[[ MATERIAL FOR THIS TASK open ]]

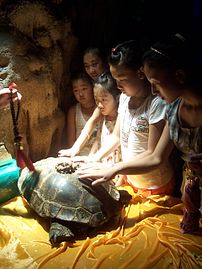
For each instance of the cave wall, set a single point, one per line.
(41, 43)
(33, 43)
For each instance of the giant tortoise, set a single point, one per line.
(73, 206)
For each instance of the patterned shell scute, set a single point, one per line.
(55, 195)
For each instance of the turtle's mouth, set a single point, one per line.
(66, 168)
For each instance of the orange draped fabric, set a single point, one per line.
(149, 237)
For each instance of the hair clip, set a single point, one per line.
(159, 52)
(179, 36)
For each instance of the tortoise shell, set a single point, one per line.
(63, 196)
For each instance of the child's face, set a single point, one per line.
(83, 92)
(105, 101)
(93, 65)
(163, 83)
(128, 80)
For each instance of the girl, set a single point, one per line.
(139, 124)
(94, 62)
(79, 113)
(174, 72)
(106, 96)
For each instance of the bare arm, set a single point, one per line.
(87, 131)
(134, 166)
(71, 126)
(84, 136)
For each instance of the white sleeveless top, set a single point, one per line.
(80, 123)
(134, 134)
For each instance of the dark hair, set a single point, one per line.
(108, 83)
(127, 54)
(176, 52)
(96, 51)
(81, 75)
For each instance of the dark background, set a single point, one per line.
(105, 23)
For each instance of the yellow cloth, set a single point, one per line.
(150, 237)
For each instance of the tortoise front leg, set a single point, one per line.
(59, 233)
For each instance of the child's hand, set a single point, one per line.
(65, 153)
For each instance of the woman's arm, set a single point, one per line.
(71, 126)
(84, 136)
(134, 166)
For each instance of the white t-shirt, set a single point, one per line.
(134, 134)
(80, 123)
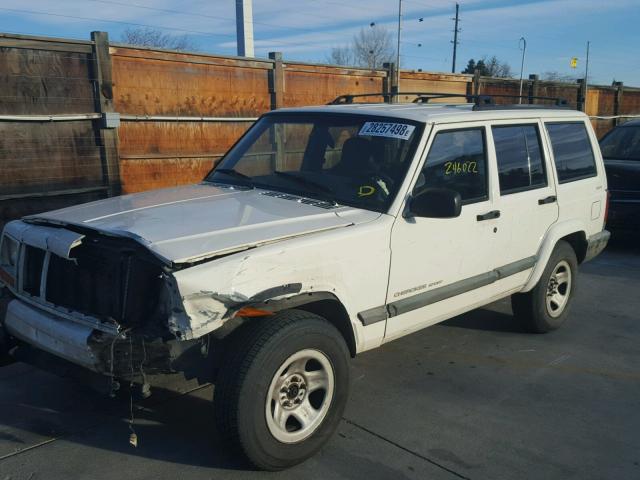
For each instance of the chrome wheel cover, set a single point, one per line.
(299, 396)
(558, 289)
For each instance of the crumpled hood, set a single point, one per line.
(198, 221)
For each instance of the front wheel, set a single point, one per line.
(546, 306)
(283, 389)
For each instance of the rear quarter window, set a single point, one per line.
(572, 151)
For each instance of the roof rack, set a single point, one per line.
(480, 102)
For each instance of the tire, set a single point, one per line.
(283, 388)
(547, 305)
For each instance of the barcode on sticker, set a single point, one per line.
(384, 129)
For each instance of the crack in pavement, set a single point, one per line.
(405, 449)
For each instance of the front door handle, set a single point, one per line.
(549, 199)
(489, 215)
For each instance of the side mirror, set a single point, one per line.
(435, 203)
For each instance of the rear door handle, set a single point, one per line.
(489, 215)
(549, 199)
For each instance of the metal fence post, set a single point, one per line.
(477, 82)
(581, 95)
(533, 87)
(390, 82)
(106, 127)
(276, 81)
(617, 102)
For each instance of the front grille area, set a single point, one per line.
(104, 279)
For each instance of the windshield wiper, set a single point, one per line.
(246, 180)
(326, 192)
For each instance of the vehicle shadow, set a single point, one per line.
(170, 426)
(493, 318)
(624, 242)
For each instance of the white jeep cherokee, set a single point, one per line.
(324, 232)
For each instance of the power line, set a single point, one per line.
(189, 14)
(121, 22)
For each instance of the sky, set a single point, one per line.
(555, 30)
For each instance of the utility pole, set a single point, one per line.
(523, 47)
(398, 51)
(586, 79)
(455, 38)
(244, 28)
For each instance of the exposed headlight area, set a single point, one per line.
(8, 260)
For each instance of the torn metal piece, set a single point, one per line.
(55, 240)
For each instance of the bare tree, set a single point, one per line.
(341, 56)
(554, 76)
(149, 37)
(373, 46)
(497, 68)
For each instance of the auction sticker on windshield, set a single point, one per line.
(384, 129)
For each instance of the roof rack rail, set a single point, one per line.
(481, 102)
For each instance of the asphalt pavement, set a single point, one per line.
(473, 398)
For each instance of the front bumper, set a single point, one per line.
(596, 244)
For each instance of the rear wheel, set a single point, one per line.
(283, 388)
(547, 305)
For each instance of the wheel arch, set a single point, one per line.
(573, 232)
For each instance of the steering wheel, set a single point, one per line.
(388, 181)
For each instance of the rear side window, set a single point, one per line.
(520, 162)
(457, 161)
(572, 151)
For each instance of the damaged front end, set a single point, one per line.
(101, 301)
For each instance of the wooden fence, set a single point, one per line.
(178, 112)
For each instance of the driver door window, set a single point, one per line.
(458, 161)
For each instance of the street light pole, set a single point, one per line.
(522, 44)
(398, 50)
(586, 79)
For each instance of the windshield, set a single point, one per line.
(353, 160)
(622, 143)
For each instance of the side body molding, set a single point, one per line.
(414, 302)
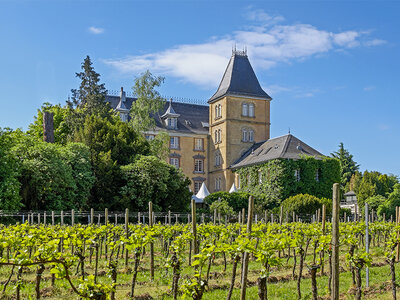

[[ MATERIAL FOR THIS TASK closed ]]

• **TASK INSTRUCTIONS**
Keep the pictures out while you retype all of the data above exactly as it appears.

• **SOLUTION BELOW**
For each instance of the cave wall, set a single point, one per line.
(41, 43)
(33, 43)
For each instance of the giant tortoise, set a single point, one per line.
(73, 206)
For each instance of the patterned shell scute, set a single point, one per line.
(55, 195)
For each instance of the turtle's mouth, set a single point, one per line.
(66, 168)
For each instance of the orange draped fabric, set a single point, one per line.
(149, 237)
For each instance of the hair clip, set a single point, one per line.
(159, 52)
(179, 36)
For each instance of the tortoise shell, set a single point, one per line.
(63, 196)
For each instance of the child's face, set a single point, one per line.
(83, 92)
(105, 101)
(93, 65)
(163, 83)
(128, 80)
For each instance of the girl, set a single point, one per line.
(139, 124)
(94, 62)
(79, 113)
(174, 72)
(106, 96)
For each instance of the bare arm, set a single point, one per line.
(87, 131)
(134, 166)
(71, 126)
(84, 136)
For each instance of the white sleeveless top, set a single point, one per line.
(80, 123)
(134, 134)
For each instance of the dark hair, set a single point, one per line.
(108, 83)
(127, 54)
(176, 52)
(96, 51)
(81, 75)
For each instance of the dark background, set a single point, one per line.
(105, 23)
For each instance of the yellow cloth, set a single point, one per line.
(150, 237)
For each instance of the tortoise front leg, set a single point, one per line.
(59, 233)
For each instance of the child's hand, set a single point, one per line.
(65, 153)
For each instance of the woman's arm, set a single point, one per line.
(71, 126)
(84, 136)
(134, 166)
For each instance of the white t-shirt, set a single point, one per line.
(134, 134)
(80, 123)
For each instance of the chrome wheel cover, set a single point, one per line.
(299, 396)
(558, 289)
For each instance of the crumpled hood, set a single point, one per line.
(198, 221)
For each instance of the front wheel, set a single point, one per line.
(546, 306)
(283, 389)
For each instance of the rear quarter window, set a single point, one per line.
(572, 151)
For each instance of the roof rack, set a single point, one per line.
(480, 102)
For each instance of the tire, set a single point, one per line.
(283, 388)
(547, 305)
For each instance of the barcode on sticker, set a single point, one per line.
(384, 129)
For each instance of the crack in pavement, set a single point, one per line.
(405, 449)
For each instance of the front door handle, set a single point, one per line.
(549, 199)
(489, 215)
For each instance of the side mirror, set a single point, one per line.
(435, 203)
For each instance of the rear door handle, set a single point, one per line.
(489, 215)
(549, 199)
For each instance of the metal fence post, set a single point, one per line.
(477, 82)
(581, 95)
(533, 87)
(390, 82)
(106, 127)
(276, 81)
(617, 102)
For each instance of the front grille area, set a single point, one per line.
(104, 279)
For each instance of the windshield wiper, set a single point, one per line.
(246, 180)
(326, 192)
For each instance of the vehicle shadow, set a single point, one per line.
(170, 426)
(493, 318)
(624, 242)
For each instance of the white jeep cherokee, set a single point, one per line.
(324, 232)
For each instance of the power line, set a single point, one per line.
(189, 14)
(121, 22)
For each instance of the sky, set a single point, one per line.
(555, 30)
For each instance of the utility pole, set a single point, one per line.
(523, 47)
(398, 51)
(586, 79)
(455, 38)
(244, 28)
For each instance of the exposed headlight area, set a single point, one per line.
(8, 260)
For each instance of the torn metal piece, set a single point, one per line.
(55, 240)
For each instance of the bare tree, set a single point, one per line.
(341, 56)
(554, 76)
(149, 37)
(373, 46)
(497, 68)
For each instance of the auction sticker on windshield, set a single point, one per line.
(384, 129)
For each instance of the roof rack rail, set a single point, one per line.
(481, 102)
For each instance of the asphalt pavement, set a single point, one per line.
(473, 398)
For each instance of the front bumper, set a single point, one per line.
(596, 244)
For each instance of the rear wheel, set a single point, one per line.
(283, 388)
(547, 305)
For each instance of the wheel arch, set a single point, one per line.
(573, 232)
For each instance of the steering wheel, set a single point, one per line.
(388, 181)
For each instance of the rear side window, set a single point, one per line.
(520, 162)
(457, 161)
(572, 151)
For each instance of the damaged front end, set a single point, one per line.
(101, 301)
For each instance of the wooden fence, set a single point, one per line.
(178, 112)
For each instance of the driver door window, set a single point, one per line.
(458, 161)
For each instance of the street light pole, set a single point, one per line.
(522, 44)
(398, 50)
(586, 79)
For each instance of the windshield, set a single point, one per line.
(353, 160)
(622, 143)
For each instance of the side body molding, set a single point, one per line.
(414, 302)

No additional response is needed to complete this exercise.